### Text extract
■ ■ ■ ■ ■

On 4-Oct-07, at 9:25 AM, Jerry W. Walker wrote:
> Hi, Mike,
>
> On Oct 4, 2007, at 8:19 AM, Mike Schrag wrote:
>
>>> - some sort of box around the block elements, and the ability to
>>> click on them to select them (yes, just like WO builder) so you
>>> can scroll to the end of that one and see what's next
>> I've tried out a bunch of various visualizations ... When I talk
>> trash about WO Builder, one of the major things I talk about is
>> that it doesn't do CSS. This is actually sort of true of this new
>> preview (I say "sort of", because mine is hardcoded at the moment
>> to do my own CSS -- I'm working on some tricks to do static
>> analysis of components to figure out which CSS files should be
>> used .. this is a very weird problem). In old WOB land, drawing
>> borders is not a big of a deal, because without CSS, page flow is
>> much more linear. The problem with a more modern page is that CSS
>> does all sorts of complicated layout, and you can't just draw
>> boxes around things anymore. I had a version that drew boxes and
>> it's completely useless because divs collapse from floated
>> contents, stuff moves all around -- it's just insane. Take a
>> modern CSS page and add border: 1px solid blue; to all of your
>> elements and you'll essentially see what I mean. The other
>> particularly nasty problem is tables ... The most common use of
>> tables is to put a WORepetition around them. But you can't just
>> draw a box around that WORepetition, because there is no element
>> you can put in a table that surrounds a <tr> tag (browsers push
>> these things below or above the table if you try to inject bogus
>> tags around <tr>'s). This preview is rendering with WebKit (on OS
>> X), so we're still constrained by the definition of HTML. I have
>> no idea how to fix this one at the moment ... For containment
>> right now, I do rollover background color changes with alpha
>> channel, so when you rollover a container, it turns light blue,
>> and when you rollover a subcontainer of that container, it turns a
>> slightly darker blue (because of the compounding alpha).

■ ■ ■ ■ ■

### Task statement
Transcribe the email excerpt above about drawing boxes around elements in the page preview, word for word from start to finish.

### Listed records
■ ■ ■ ■ ■

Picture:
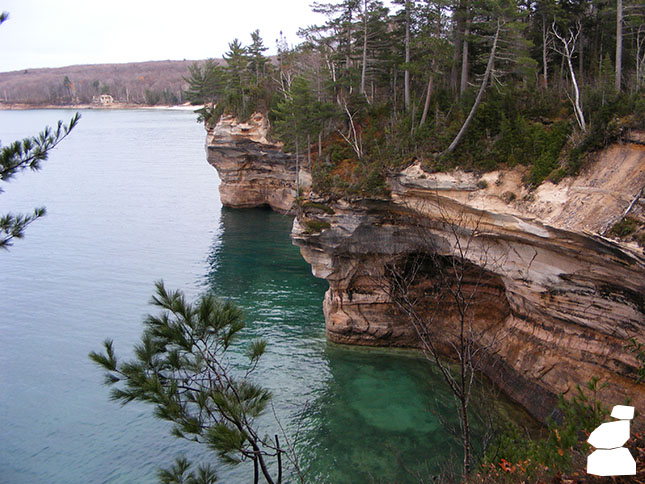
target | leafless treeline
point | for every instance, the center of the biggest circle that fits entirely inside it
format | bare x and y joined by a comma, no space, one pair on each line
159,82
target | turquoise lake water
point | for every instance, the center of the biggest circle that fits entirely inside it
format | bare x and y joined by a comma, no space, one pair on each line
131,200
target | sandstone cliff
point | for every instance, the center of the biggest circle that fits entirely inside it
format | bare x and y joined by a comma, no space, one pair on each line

■ ■ ■ ■ ■

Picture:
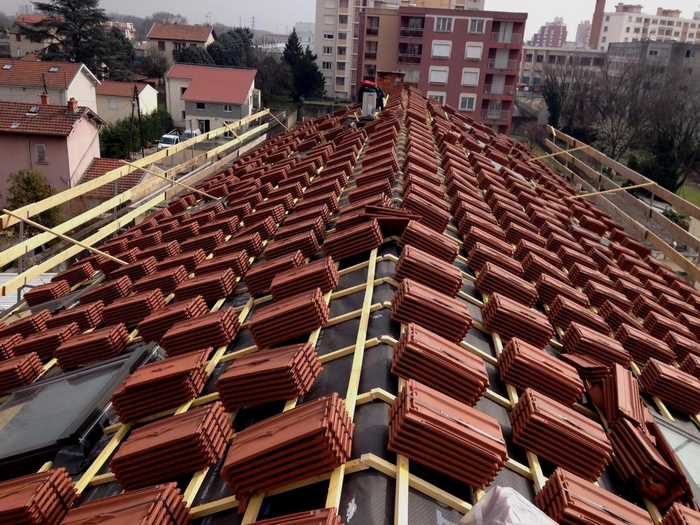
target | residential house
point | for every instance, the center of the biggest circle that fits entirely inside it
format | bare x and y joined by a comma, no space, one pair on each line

■ ■ ■ ■ ■

### Response to this exercise
On 4-Oct-07, at 9:25 AM, Jerry W. Walker wrote:
> Hi, Mike,
>
> On Oct 4, 2007, at 8:19 AM, Mike Schrag wrote:
>
>>> - some sort of box around the block elements, and the ability to
>>> click on them to select them (yes, just like WO builder) so you
>>> can scroll to the end of that one and see what's next
>> I've tried out a bunch of various visualizations ... When I talk
>> trash about WO Builder, one of the major things I talk about is
>> that it doesn't do CSS. This is actually sort of true of this new
>> preview (I say "sort of", because mine is hardcoded at the moment
>> to do my own CSS -- I'm working on some tricks to do static
>> analysis of components to figure out which CSS files should be
>> used .. this is a very weird problem). In old WOB land, drawing
>> borders is not a big of a deal, because without CSS, page flow is
>> much more linear. The problem with a more modern page is that CSS
>> does all sorts of complicated layout, and you can't just draw
>> boxes around things anymore. I had a version that drew boxes and
>> it's completely useless because divs collapse from floated
>> contents, stuff moves all around -- it's just insane. Take a
>> modern CSS page and add border: 1px solid blue; to all of your
>> elements and you'll essentially see what I mean. The other
>> particularly nasty problem is tables ... The most common use of
>> tables is to put a WORepetition around them. But you can't just
>> draw a box around that WORepetition, because there is no element
>> you can put in a table that surrounds a <tr> tag (browsers push
>> these things below or above the table if you try to inject bogus
>> tags around <tr>'s). This preview is rendering with WebKit (on OS
>> X), so we're still constrained by the definition of HTML. I have
>> no idea how to fix this one at the moment ... For containment
>> right now, I do rollover background color changes with alpha
>> channel, so when you rollover a container, it turns light blue,
>> and when you rollover a subcontainer of that container, it turns a
>> slightly darker blue (because of the compounding alpha).